[Ausgewählter Auszug]
Übersetzung: Sebastian Lotzer
Am vergangenen Donnerstag beteiligten sich um die 1 Million Menschen in Frankreich an den landesweiten Demonstrationen gegen die Pläne der Regierung, die Rentenversicherung zu „reformieren“, sprich das Eintrittsalter zu erhöhen und die Bezüge zu kürzen. (1) Ausgenommen werden sollen lediglich die Angehörigen der Polizei, wie die Regierung unmittelbar vor dem 5. Dezember erklärte, nachdem auch Gewerkschaftsvertreter der Bullen erklärt hatten, sich an den Protesten beteiligen zu wollen. Arbeitsniederlegungen gab es im Wesentlichen im öffentlichen Sektor, bei der staatlichen Eisenbahn fielen ein Großteil der Züge aus, im Großraum Paris fuhren kaum Metros, viele Buslinien verkehrten ebenfalls nicht. Auch im Flugbetrieb kam es zu Störungen. Ebenfalls umfangreich waren die Arbeitsniederlegungen bei den Lehrer*innen und den Beschäftigten des Gesundheitswesens, letztere kämpfen schon seit Monaten für bessere Arbeitsbedingungen und bessere Bezahlung. Im privaten Sektor kam es kaum zu Streikaktionen, allerdings ruht seit Donnerstag in der Mehrzahl der großen Erdölraffinerien die Arbeit, hier sind die Mehrheit der Malocher in der CGT organisiert und die Belegschaften sind eine der letzten Bastionen der klassischen, kämpferischen Arbeiter*innenklasse. Zugleich wurden landesweit Straßen und Verkehrskreisel blockiert, allerdings in weit geringerem Umfang als zum Vergleich der Anfänge der Gilets Jaunes Bewegung.
Ein Rückblick auf den ersten großen Aktionstag und den Angriff auf die neue „Rentenreform“ aus der Sicht eines Teilnehmers.
Die Streikpostenkette
Ich hatte meinen Tag wie viele von uns begonnen: Mit der Verteilung von Flugblättern. Mit den Arbeitskollegen, mit denen wir organisiert sind, in einer Streikpostenkette inmitten der Nachbarschaft. Es war eine tolle Zeit. Die Menschen waren sehr aufgeschlossen. Einige fragten nach dem Zeitplan für die Demonstration, andere erklärten, warum sie arbeiten mussten. Tee und Kaffee erwärmten unsere kleinen Körper und die Diskussionen liefen gut. Zu den beliebtesten Themen:
Wann werden die Bullen den Protest angreifen? Nach der Meinung aller: Am Platz der Republik.

[Aufgabenteile]
• 1. Wie viele Menschen beteiligten sich laut dem Text über die französischen Rentenproteste am vergangenen Donnerstag an den landesweiten Demonstrationen?
• 2. Geben Sie aus dem Text über die Rentenproteste den Abschnitt wieder, der mit „Ein Rückblick auf“ beginnt und bis einschließlich „Platz der Republik.“ reicht.
Die Auflistung stammt aus einer anderen Quelle.

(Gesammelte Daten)
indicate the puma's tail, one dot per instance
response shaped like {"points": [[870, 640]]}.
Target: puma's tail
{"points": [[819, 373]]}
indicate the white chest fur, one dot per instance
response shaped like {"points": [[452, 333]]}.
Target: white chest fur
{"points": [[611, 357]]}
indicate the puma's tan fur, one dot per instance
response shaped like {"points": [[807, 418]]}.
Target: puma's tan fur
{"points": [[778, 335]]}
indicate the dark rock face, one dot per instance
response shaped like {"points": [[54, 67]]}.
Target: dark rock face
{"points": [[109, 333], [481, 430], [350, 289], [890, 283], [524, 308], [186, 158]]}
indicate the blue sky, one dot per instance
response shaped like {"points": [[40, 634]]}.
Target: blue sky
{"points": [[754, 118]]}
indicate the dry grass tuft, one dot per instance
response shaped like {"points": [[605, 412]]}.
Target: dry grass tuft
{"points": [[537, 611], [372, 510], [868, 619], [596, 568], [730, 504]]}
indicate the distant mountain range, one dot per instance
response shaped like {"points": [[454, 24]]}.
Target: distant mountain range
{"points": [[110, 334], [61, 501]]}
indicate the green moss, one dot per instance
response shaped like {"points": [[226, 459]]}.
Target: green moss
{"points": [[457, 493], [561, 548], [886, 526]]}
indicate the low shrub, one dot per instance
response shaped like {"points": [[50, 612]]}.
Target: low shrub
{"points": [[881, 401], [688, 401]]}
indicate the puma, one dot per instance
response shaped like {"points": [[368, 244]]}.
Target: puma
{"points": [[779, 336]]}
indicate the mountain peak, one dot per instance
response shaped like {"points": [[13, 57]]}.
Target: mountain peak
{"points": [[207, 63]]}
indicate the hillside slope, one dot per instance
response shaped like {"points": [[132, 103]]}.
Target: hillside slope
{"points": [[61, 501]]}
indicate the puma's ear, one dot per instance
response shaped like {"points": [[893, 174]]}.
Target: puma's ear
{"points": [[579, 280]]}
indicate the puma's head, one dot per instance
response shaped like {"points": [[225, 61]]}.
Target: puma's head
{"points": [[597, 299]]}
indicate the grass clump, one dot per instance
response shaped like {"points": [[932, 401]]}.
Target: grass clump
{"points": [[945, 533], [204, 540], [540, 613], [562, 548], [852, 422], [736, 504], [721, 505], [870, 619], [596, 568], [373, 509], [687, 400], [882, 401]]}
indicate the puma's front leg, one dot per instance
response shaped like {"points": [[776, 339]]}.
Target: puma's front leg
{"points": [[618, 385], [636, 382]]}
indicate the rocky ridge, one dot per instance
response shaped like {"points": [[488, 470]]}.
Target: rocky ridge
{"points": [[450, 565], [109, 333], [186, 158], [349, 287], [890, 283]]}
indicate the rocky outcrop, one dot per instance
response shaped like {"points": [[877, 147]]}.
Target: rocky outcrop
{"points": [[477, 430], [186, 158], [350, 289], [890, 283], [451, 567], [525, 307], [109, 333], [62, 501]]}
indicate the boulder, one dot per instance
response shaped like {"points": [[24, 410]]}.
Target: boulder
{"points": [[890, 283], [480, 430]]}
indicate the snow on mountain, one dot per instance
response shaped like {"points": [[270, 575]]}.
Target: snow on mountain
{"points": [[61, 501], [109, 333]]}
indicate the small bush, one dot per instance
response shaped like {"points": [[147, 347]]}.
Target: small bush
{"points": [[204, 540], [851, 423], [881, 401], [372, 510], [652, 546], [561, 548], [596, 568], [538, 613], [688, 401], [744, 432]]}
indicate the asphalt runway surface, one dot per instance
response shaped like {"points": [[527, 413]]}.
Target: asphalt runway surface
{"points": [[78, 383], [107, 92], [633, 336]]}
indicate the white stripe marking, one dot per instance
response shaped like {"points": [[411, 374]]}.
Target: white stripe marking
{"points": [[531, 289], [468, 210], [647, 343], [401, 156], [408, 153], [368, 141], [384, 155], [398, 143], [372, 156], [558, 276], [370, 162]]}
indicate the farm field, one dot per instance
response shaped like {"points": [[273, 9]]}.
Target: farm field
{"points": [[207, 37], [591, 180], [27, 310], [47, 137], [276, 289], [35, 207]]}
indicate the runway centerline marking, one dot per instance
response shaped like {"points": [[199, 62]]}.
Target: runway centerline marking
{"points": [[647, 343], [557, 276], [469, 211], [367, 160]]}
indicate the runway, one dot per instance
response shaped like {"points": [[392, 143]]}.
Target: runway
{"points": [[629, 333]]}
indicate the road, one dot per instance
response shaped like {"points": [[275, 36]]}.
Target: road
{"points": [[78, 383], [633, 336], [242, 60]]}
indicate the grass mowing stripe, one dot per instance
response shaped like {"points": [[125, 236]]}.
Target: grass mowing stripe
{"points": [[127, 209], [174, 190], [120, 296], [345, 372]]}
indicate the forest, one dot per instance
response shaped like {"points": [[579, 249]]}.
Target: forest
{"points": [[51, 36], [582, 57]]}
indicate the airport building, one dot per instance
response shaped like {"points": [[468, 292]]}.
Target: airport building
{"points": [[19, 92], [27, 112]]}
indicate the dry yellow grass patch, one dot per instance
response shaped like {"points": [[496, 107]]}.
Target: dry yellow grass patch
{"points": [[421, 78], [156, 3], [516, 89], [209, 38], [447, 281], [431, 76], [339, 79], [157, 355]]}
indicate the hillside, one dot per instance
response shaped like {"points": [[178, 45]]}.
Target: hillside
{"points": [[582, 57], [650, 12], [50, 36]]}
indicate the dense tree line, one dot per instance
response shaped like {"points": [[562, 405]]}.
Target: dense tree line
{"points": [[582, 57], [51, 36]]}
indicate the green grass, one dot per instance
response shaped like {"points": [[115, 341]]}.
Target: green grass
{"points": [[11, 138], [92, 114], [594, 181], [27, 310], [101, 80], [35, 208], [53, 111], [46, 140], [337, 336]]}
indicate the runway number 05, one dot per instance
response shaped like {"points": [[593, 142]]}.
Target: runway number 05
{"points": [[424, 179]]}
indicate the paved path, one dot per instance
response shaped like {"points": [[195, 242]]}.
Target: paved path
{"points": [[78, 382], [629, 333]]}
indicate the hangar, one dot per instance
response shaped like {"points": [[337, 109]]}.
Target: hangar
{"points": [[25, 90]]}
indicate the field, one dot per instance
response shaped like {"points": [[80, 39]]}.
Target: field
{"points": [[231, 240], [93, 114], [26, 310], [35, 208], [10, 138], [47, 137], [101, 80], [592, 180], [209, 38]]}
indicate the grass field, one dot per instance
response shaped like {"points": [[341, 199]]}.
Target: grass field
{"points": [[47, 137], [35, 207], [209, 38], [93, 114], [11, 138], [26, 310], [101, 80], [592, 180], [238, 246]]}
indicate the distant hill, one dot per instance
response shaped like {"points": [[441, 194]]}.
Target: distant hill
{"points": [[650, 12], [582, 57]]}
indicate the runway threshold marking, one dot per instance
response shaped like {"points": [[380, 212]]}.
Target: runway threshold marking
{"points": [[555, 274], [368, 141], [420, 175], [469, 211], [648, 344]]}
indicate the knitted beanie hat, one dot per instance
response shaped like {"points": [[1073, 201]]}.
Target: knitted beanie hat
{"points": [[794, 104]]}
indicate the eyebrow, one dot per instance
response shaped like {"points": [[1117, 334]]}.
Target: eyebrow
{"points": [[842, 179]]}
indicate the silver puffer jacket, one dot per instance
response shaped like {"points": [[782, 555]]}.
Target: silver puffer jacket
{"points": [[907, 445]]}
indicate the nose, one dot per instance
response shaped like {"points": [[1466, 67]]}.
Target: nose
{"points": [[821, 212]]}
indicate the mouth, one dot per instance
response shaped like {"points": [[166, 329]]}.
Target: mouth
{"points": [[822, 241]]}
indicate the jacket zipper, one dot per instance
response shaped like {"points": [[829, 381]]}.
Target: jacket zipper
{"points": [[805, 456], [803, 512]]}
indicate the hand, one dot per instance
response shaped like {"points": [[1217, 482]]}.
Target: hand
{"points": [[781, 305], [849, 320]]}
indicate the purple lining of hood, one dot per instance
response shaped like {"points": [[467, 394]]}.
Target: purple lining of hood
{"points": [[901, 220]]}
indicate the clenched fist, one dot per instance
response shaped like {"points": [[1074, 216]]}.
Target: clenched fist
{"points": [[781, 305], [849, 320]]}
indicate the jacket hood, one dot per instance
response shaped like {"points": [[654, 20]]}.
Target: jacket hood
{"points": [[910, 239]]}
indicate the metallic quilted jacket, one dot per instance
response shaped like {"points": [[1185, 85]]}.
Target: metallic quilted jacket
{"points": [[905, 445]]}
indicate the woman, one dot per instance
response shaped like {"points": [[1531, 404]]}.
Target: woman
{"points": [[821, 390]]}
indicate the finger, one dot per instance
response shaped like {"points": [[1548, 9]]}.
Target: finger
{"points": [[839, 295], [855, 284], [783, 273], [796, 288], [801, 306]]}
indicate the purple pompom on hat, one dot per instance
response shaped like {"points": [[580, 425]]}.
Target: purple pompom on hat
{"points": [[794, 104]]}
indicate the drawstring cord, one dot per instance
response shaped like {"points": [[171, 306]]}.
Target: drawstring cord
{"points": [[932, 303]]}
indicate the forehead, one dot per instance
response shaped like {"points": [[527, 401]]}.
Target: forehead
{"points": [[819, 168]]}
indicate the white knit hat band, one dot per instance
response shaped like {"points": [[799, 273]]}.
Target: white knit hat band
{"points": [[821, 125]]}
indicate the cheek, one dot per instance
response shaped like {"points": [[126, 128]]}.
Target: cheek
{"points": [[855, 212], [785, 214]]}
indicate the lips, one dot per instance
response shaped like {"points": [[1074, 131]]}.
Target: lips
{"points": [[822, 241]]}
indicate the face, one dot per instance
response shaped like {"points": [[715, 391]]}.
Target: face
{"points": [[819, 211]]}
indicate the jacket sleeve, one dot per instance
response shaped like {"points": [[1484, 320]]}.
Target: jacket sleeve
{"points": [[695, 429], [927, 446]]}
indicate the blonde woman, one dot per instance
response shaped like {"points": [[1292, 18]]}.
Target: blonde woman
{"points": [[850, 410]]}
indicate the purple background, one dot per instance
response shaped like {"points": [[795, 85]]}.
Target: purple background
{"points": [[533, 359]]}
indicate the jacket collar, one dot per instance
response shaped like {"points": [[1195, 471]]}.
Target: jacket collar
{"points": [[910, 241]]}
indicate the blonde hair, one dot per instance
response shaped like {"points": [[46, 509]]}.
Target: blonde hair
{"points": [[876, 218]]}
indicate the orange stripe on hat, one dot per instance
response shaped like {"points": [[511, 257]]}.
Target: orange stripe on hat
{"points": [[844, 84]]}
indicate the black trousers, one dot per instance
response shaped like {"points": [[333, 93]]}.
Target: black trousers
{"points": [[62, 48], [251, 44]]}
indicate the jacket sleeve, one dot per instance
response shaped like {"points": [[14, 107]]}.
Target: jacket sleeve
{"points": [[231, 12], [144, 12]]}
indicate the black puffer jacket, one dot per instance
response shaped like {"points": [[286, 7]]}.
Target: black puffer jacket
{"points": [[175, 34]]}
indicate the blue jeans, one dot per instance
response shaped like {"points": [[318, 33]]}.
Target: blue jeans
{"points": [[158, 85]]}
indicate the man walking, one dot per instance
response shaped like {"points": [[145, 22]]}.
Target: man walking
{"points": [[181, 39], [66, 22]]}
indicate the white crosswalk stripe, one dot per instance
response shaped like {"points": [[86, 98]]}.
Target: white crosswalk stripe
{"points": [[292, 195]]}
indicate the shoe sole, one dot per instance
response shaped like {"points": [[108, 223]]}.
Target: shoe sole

[Lösungsübersicht]
• 1. Um die 1 Million Menschen.

• 2.
Ein Rückblick auf den ersten großen Aktionstag und den Angriff auf die neue „Rentenreform“ aus der Sicht eines Teilnehmers.
Die Streikpostenkette
Ich hatte meinen Tag wie viele von uns begonnen: Mit der Verteilung von Flugblättern. Mit den Arbeitskollegen, mit denen wir organisiert sind, in einer Streikpostenkette inmitten der Nachbarschaft. Es war eine tolle Zeit. Die Menschen waren sehr aufgeschlossen. Einige fragten nach dem Zeitplan für die Demonstration, andere erklärten, warum sie arbeiten mussten. Tee und Kaffee erwärmten unsere kleinen Körper und die Diskussionen liefen gut. Zu den beliebtesten Themen:
Wann werden die Bullen den Protest angreifen? Nach der Meinung aller: Am Platz der Republik.